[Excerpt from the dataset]
▬▬▬▬▬▬
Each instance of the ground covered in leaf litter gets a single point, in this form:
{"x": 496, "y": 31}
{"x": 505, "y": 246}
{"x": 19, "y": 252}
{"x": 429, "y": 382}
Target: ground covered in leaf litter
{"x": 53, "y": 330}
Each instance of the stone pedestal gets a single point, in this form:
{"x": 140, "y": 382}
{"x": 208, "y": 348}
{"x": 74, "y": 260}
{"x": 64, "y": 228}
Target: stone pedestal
▬▬▬▬▬▬
Transcribe the records above verbatim, reproducing every line without alteration.

* _Correct result_
Each instance of the ground covered in leaf litter gets a single point, in this form:
{"x": 496, "y": 31}
{"x": 505, "y": 246}
{"x": 19, "y": 252}
{"x": 429, "y": 382}
Target: ground covered in leaf litter
{"x": 53, "y": 330}
Each instance of the stone pedestal gets a single point, in this form:
{"x": 140, "y": 382}
{"x": 208, "y": 348}
{"x": 74, "y": 260}
{"x": 64, "y": 228}
Target: stone pedestal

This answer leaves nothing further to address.